→ **ACTIVITY**
What you return must match the records below character for character, except that no picture appears.

→ **DATA SHOWN**
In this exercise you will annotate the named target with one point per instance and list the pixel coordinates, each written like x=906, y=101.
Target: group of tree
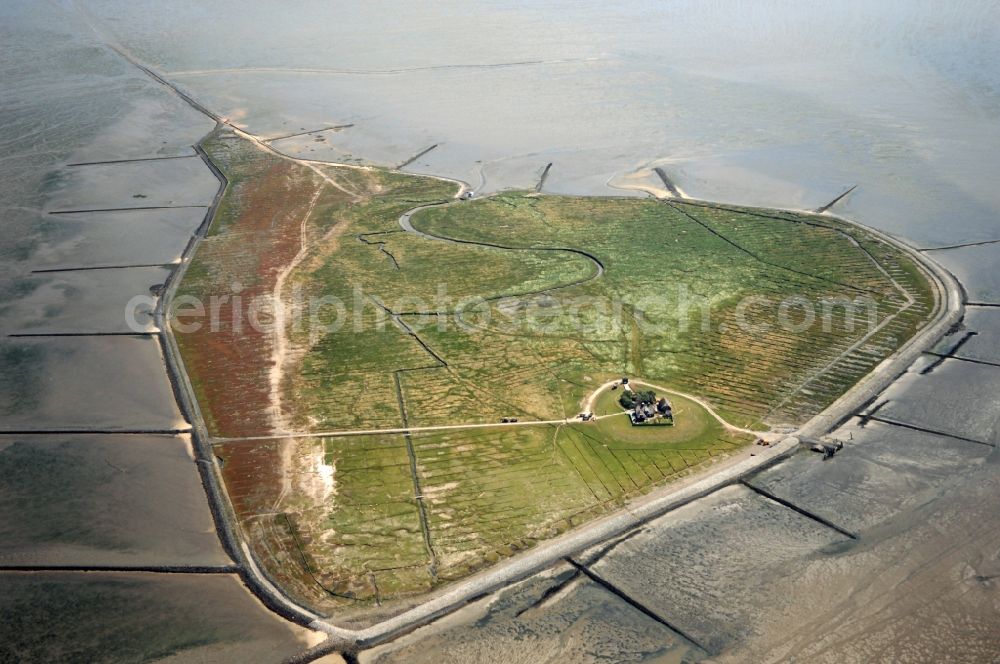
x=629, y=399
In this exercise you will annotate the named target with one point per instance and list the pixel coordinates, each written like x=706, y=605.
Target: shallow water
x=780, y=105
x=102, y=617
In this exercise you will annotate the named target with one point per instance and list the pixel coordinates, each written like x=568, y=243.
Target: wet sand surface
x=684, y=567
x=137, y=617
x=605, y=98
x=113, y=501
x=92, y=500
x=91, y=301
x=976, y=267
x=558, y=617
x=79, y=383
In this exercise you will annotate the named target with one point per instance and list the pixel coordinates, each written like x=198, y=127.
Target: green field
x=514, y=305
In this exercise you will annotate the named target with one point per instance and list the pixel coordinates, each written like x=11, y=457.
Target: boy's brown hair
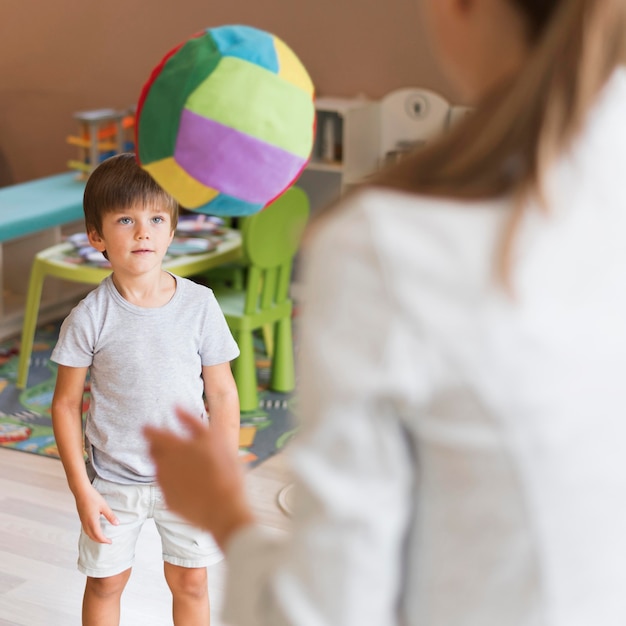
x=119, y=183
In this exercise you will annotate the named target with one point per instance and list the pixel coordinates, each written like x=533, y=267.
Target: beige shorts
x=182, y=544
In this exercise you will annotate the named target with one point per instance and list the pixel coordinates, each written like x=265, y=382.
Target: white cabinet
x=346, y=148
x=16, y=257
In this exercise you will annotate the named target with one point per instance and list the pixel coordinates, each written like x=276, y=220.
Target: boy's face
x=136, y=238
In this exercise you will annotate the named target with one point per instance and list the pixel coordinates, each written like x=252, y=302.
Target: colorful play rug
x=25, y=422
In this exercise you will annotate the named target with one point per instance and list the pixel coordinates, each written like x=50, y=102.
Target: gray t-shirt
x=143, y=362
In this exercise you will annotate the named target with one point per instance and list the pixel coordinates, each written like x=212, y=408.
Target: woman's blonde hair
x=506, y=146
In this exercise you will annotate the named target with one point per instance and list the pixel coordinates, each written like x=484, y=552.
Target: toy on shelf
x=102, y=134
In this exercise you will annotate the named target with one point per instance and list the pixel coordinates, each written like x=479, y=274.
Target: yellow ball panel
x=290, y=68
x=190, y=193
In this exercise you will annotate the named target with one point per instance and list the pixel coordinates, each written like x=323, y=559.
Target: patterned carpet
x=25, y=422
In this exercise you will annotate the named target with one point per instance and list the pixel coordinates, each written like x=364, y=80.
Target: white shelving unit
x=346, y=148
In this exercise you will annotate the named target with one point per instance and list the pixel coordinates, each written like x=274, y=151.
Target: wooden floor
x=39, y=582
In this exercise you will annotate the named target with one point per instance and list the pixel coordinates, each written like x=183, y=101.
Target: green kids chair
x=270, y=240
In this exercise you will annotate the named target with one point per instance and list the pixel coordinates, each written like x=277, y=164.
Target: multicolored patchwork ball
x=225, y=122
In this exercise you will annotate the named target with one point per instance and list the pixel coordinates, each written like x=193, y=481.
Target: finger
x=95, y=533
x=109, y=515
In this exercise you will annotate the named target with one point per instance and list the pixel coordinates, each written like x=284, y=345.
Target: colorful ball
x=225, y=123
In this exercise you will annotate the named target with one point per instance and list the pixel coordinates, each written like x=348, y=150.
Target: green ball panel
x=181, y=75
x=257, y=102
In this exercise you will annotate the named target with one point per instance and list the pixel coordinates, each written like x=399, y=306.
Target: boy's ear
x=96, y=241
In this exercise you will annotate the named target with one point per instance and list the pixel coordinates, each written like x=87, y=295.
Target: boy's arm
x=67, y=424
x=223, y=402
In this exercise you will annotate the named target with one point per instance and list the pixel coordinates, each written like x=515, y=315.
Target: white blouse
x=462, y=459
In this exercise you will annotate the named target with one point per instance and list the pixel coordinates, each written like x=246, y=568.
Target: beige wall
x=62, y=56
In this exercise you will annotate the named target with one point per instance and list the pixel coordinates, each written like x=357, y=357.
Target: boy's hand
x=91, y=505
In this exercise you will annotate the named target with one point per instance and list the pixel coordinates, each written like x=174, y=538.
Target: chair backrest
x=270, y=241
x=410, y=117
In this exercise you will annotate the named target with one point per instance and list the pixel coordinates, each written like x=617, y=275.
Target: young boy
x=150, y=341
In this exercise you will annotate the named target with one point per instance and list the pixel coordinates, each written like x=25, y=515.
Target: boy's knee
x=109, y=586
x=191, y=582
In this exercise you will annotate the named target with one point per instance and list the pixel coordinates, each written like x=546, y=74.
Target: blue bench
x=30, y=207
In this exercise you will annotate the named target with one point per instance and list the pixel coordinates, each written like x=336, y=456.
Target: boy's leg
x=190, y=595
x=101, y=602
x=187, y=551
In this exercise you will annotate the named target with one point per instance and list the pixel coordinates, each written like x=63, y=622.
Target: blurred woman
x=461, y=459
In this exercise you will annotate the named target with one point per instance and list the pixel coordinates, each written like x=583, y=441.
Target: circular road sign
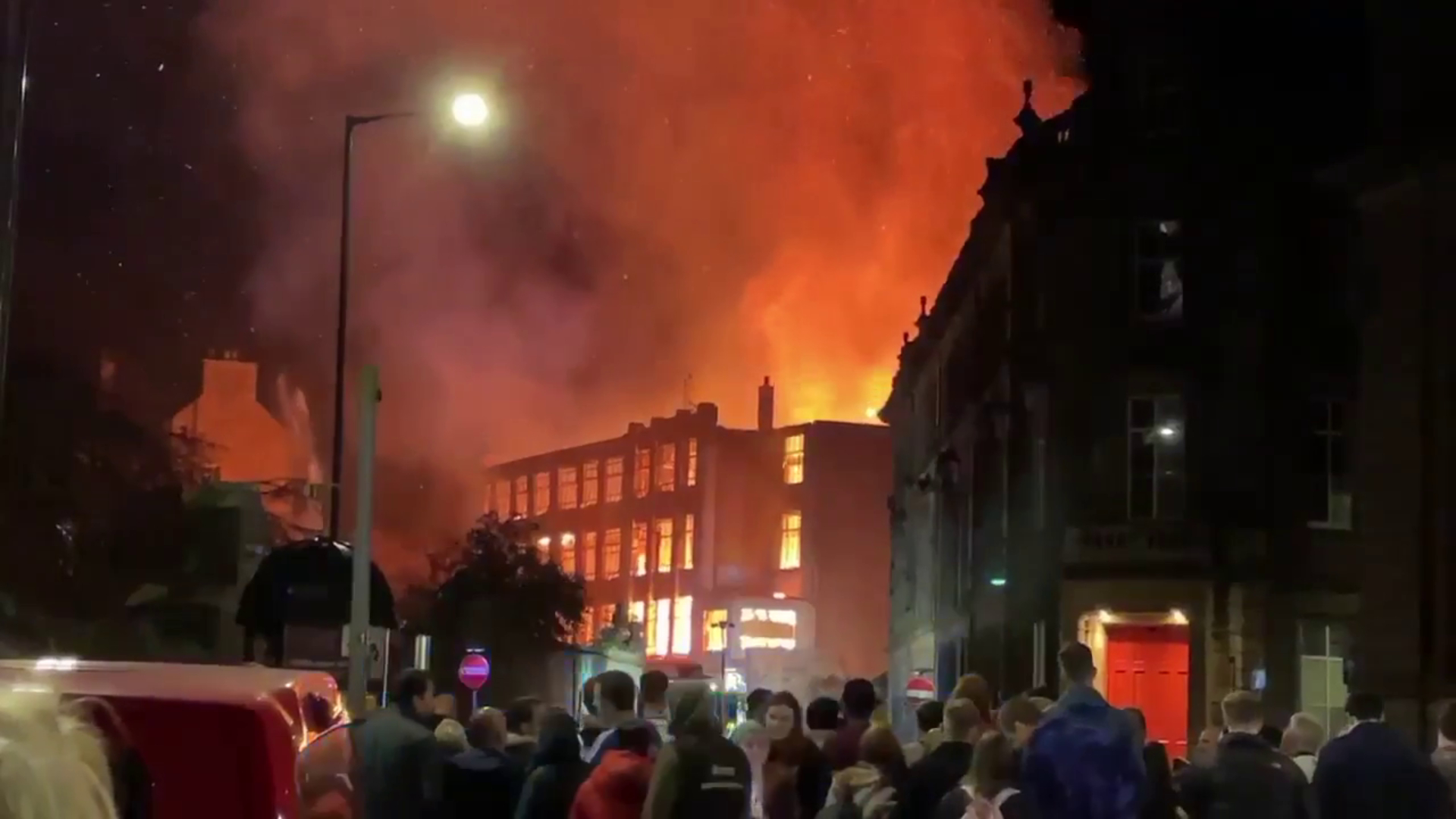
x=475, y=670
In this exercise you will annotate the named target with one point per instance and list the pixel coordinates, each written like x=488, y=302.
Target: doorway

→ **YOUR SOLUTION**
In this exercise you will annotate the named target with one point per instance and list the pixel coordinates, each written like x=906, y=101.
Target: group of tree
x=629, y=399
In this exercise you will annotate the named target with one point per instance and list the pixel coordinates, each written like x=706, y=605.
Target: shallow water
x=780, y=105
x=102, y=617
In this exercise you will annotate the named target with one point per instance and list the pixel coordinates, each written like x=568, y=243.
Target: wet sand surface
x=684, y=567
x=137, y=617
x=605, y=98
x=113, y=501
x=92, y=500
x=91, y=301
x=976, y=267
x=558, y=617
x=79, y=383
In this exercise you will annotate the named target with one point per instance and list the pixel coordinates, each written like x=198, y=127.
Target: green field
x=514, y=305
In this exercise you will annotate the named target with one point per instance and list the pixel coordinates, each written like x=11, y=457.
Target: boy's brown hair
x=119, y=183
In this exercise you will annotate the named target with one point per instance and list the pixel coordinates, each written like x=533, y=267.
Target: beige shorts
x=182, y=544
In this exercise you will annotate the named target with one point per instance and list the pixel coordinates, each written like x=265, y=382.
Target: white cabinet
x=346, y=148
x=16, y=257
In this exercise you will annotate the named target with one point per instance and list the pixel coordinates, each written like x=276, y=220.
Target: boy's face
x=136, y=238
In this exercise you will annotate the named target with one point per instance and list the pixel coordinates, each written like x=252, y=302.
Target: colorful play rug
x=25, y=422
In this exercise you will annotate the named target with one point per instance and list the pixel coordinates, each written like x=50, y=102.
Target: gray t-shirt
x=143, y=362
In this exercise you will annotate the named target with one point per instance and list the pixel coordinates, each written like x=212, y=408.
Target: woman's blonde hair
x=506, y=146
In this exercise you will annotate the named target with one point per instance and list the pixel coordinates, each written like x=484, y=552.
Target: toy on shelf
x=102, y=134
In this exercise you will annotate the named target with one point per instance and list the pixel coordinates, each written like x=479, y=274.
Target: yellow ball panel
x=290, y=68
x=190, y=193
In this exercise you will annotate the named target with one point per instance and list the pixel coordinates, each written like x=323, y=559.
Target: patterned carpet
x=25, y=422
In this exercise you will annotate the named target with one point per instance and list the pixel coordinates, each written like x=364, y=80.
Target: white shelving unit
x=346, y=148
In this exercise you will annotate the named target with one point per instance and list the pixel coordinates, each written like x=274, y=151.
Target: wooden floor
x=39, y=582
In this exercise you will annotate the named target with one point per instance and list the pixel coordinates, each written like x=183, y=101.
Target: green kids chair
x=270, y=240
In this exercise you will annotate the named target with one point per instance and list the pixel coordinates, each written like x=277, y=164.
Target: multicolored patchwork ball
x=225, y=122
In this exercise you will annotate the named target with one point per instance and list the pixel coordinates, each written like x=193, y=481.
Target: finger
x=95, y=533
x=109, y=515
In this exercise you will annotate the named target with one point per instance and list the pixel coordinates, each written like x=284, y=345.
Target: colorful ball
x=225, y=123
In this exercise you will annotate the named target with one point per instance and list the pixel coordinates, each written like x=348, y=150.
Target: green ball panel
x=181, y=75
x=257, y=102
In this exercise you will annotate the named target with one point per instance and list the pixel coordinates, each written like x=399, y=306.
Target: boy's ear
x=96, y=241
In this exercise you will annotate the named target with one point per instance and list the pixel coordinates, each written like x=87, y=295.
Target: boy's arm
x=67, y=424
x=223, y=402
In this exercise you will annotate the named target with one point per instance and list the pixel coordinates, each written like x=515, y=315.
Target: white blouse
x=462, y=459
In this exercise you will annotate the named target with one point per instance and list the pixel coordinates, each written like x=246, y=568.
Target: beige wall
x=62, y=56
In this exercise you will annotate the named target with one point per instance and list the pixel coordinates, each written like x=357, y=357.
Target: boy's hand
x=91, y=505
In this exercise you will annotate the named target with one point per instance and list the pixel coordinates, each written like x=174, y=538.
Target: chair backrest
x=270, y=241
x=410, y=117
In this exercise you will annotate the named target with one point per instance and list the pixel coordinates, each written like x=617, y=275.
Target: young boy
x=150, y=341
In this exercise you will annotate the named target with one point per instance and list the pixel coordinates, each written like x=25, y=515.
Target: boy's knee
x=109, y=586
x=191, y=582
In this exercise you will annotate the named target with one point per instance and list the pixel coordinates, each written like x=546, y=74.
Target: blue bench
x=30, y=207
In this exercise you will annotate the named target with one point per instance and list the pixel coordinates, each written like x=336, y=456.
Target: boy's leg
x=190, y=595
x=101, y=602
x=187, y=551
In this exercise you will annotate the named target with one point per instance and list the pixel coordinates, each written like x=63, y=622.
Target: blurred woman
x=461, y=459
In this exercise you will annotate the named target with one point per instance and list the pixel coordinates, each written like x=583, y=441.
Target: circular road sign
x=475, y=670
In this exercise you will annotate the named target with one point per instance and list the pixel coordinates, each written like x=488, y=302.
Target: doorway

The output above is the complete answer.